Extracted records
# # #

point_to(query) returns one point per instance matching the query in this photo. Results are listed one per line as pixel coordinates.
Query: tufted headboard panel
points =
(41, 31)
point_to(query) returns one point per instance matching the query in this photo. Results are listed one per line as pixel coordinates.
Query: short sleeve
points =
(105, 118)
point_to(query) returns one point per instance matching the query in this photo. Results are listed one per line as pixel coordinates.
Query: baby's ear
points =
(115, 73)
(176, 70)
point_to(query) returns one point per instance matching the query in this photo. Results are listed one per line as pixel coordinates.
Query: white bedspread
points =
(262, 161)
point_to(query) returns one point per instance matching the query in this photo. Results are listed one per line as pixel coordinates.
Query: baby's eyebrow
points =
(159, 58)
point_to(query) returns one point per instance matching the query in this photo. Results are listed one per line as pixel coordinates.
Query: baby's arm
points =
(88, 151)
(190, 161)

# # #

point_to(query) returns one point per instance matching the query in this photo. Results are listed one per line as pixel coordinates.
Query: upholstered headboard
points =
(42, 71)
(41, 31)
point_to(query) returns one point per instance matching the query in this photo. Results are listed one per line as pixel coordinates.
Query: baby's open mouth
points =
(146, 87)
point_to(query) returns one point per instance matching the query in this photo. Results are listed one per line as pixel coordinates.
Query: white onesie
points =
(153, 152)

# # #

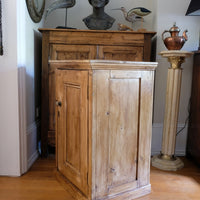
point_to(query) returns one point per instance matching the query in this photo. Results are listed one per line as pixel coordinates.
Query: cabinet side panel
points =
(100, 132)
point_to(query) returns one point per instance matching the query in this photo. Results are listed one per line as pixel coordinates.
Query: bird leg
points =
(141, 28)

# # #

## DIRECTION:
Count how many lines in the entries above contain the string "headboard", matching case exactly. Reply with the number only.

## WORKED ANSWER:
2